Directions
(a) In the bike forum thread, which items add up to the $60 cost of the 2001 GT Palomar build, and what did each one cost?
(b) Can you extend the bike forum thread, starting right after its last line?

Source document
I noticed your bike in the 1x9 photo thread. I think your bike may have been older than '95. Especially if it had shimano 200gs components on it. I believe that groupset only came on 1991/1992 model bikes.


----------



## marpilli (Feb 8, 2011)

*2001 GT Palomar*

Another person at work approached me with an interest in mountain biking. He wanted to know if I could pull together another sub $100 bike worthy of a beginner. Of course I said "sure, no problem."

2001 GT Palomar (steel / medium) from CragisList: $30
Used Shimano Crankset: $25
Used Wellgo Pedals: $5
Used Oury Grips: $0

*$60 Mountain Bike *:thumbsup:

BEFORE:









AFTER:

















I cut down some old Oury grips so they would fit next to the twist shifters. They actually look pretty darn good. I found a decent crankset on a local MTB website for $25 that included the bottom bracket cartridge. This Palomar had a spindle bottom bracket that was worn to scrap. And I had some pedals I picked up from another guy for $5.

The tires were 2.1" IRC Piranhas and had a lot of tread left. The chain wasn't worn, either. Brake pads had some life left. Only some surface rust on a few of the bolts. Nothing worth replacing.

I did have to true the rear wheel a bit. I'm no wheel builder but I was able to straighten it well enough. I reconditioned the chain (removed, cleaned, shortened, and re-lubed) and the cables and housings (teflon spray does wonders). I cleaned and adjusted the brakes and derailleurs. Finally, I wiped her down with some silicone spray on a rag to give it some shine. 

I'll take it out to the trails on Monday to ensure nothing falls apart. Then, sell it to the co-worker for $60. 

*EDIT*: Broke the chain during the shakedown. Had a spare link so it wasn't a real problem. Other than that, here's another trail-worthy bike.


----------



## nailtrail (Jul 13, 2011)

right now im commutting on a 2003 gary fisher advance i picked up for 100. here is the craigslist ad for it.

http://boise.craigslist.org/bik/2503728046.html

i know it was only 289 new but i think someone might give me 200 lol


----------



## AndrwSwitch (Nov 8, 2007)

Excerpted data
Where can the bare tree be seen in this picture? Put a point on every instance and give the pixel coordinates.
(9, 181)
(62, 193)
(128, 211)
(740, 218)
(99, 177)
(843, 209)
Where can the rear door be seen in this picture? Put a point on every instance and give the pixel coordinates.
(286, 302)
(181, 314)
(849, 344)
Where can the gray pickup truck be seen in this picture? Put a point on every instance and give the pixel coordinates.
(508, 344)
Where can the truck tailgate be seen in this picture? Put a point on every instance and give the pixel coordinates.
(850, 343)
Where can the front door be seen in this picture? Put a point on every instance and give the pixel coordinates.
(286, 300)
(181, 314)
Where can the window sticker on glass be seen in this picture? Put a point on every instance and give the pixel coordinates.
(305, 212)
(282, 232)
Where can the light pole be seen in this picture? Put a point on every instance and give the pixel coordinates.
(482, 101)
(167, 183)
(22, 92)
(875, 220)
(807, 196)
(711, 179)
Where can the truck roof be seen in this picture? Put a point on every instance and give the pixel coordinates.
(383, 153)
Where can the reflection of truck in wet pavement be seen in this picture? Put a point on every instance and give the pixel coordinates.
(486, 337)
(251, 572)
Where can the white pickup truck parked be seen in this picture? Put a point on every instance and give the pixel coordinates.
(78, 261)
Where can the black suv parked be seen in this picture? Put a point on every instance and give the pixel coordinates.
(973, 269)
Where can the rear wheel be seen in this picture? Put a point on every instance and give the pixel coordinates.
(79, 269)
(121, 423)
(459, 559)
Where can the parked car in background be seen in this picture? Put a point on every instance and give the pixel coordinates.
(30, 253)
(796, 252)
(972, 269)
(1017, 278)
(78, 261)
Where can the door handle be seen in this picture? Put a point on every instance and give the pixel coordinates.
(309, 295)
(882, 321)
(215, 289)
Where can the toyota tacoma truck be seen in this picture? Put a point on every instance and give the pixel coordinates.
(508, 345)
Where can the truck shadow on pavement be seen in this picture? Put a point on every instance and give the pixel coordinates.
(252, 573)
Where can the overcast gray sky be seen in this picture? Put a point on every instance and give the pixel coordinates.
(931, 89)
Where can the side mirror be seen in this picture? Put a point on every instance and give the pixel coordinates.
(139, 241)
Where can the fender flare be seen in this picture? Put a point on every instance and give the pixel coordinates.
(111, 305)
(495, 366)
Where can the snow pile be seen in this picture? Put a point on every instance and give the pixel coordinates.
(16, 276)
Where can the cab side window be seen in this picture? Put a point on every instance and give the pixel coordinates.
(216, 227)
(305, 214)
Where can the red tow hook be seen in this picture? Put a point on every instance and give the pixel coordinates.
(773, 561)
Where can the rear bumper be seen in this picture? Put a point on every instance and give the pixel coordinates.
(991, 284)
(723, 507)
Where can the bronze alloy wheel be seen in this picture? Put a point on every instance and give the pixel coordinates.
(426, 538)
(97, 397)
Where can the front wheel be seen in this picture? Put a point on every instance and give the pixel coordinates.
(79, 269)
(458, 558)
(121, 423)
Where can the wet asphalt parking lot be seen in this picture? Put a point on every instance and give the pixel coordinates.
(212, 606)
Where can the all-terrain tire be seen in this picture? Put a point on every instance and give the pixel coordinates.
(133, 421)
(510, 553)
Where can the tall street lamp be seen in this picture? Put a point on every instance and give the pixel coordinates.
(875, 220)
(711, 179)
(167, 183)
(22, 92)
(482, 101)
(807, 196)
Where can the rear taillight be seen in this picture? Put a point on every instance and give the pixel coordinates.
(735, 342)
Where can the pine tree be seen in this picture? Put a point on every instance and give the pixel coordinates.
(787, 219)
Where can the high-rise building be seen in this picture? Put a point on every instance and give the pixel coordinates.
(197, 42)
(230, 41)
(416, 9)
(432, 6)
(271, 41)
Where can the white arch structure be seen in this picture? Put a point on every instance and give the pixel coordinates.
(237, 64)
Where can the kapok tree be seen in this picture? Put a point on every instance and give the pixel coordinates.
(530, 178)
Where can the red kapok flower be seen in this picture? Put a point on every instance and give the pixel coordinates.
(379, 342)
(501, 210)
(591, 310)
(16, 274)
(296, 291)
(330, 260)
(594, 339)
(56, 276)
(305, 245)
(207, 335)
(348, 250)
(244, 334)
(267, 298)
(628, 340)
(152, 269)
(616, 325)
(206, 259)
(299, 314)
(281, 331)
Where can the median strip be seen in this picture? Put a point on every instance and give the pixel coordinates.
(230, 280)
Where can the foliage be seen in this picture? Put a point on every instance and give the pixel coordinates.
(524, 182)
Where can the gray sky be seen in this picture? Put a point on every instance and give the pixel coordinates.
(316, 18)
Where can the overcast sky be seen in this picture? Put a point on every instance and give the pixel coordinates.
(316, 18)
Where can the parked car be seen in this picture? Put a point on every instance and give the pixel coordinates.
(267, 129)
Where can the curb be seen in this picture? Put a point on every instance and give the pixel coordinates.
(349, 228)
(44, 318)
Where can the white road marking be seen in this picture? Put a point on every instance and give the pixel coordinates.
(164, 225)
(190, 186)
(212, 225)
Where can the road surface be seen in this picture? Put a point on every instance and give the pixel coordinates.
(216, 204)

Task responses
(a)
- 2001 GT Palomar (steel / medium) from CragisList: $30
- Used Shimano Crankset: $25
- Used Wellgo Pedals: $5
- Used Oury Grips: $0

(b)
No offense, but dude - wtf. If you don't want to deal with fixing the bike, part it out. IMO, a bike that goes, stops and shifts and doesn't need major mechanical work is worth at least $100. That doesn't describe yours.


----------



## nailtrail (Jul 13, 2011)

AndrwSwitch said:


> No offense, but dude - wtf. If you don't want to deal with fixing the bike, part it out. IMO, a bike that goes, stops and shifts and doesn't need major mechanical work is worth at least $100. That doesn't describe yours.


i agree that its not a good deal at all. but im willing to see if someone else disagrees lol. i dont care if i sell it. but im willing to if i can make a decent profit. i am honest and tell people about any issues a bike has. i never lie. ever


----------



## MassgraveX (Mar 20, 2008)

I'm diggin' this thread. This has been my winter/rain commuter for a while. I paid $70 bucks on Craigslist for the Hardrock, another $50 for the Surly fork, $10 for the Ritchey stem, $10 for the Bontrager foam grips, and $25 for the fenders. Puts my total at $165. I really have grown quite fond of it actually...


----------



## AndrwSwitch (Nov 8, 2007)

Nice.

That fork goes really well with that bike. I did a bit of a double take.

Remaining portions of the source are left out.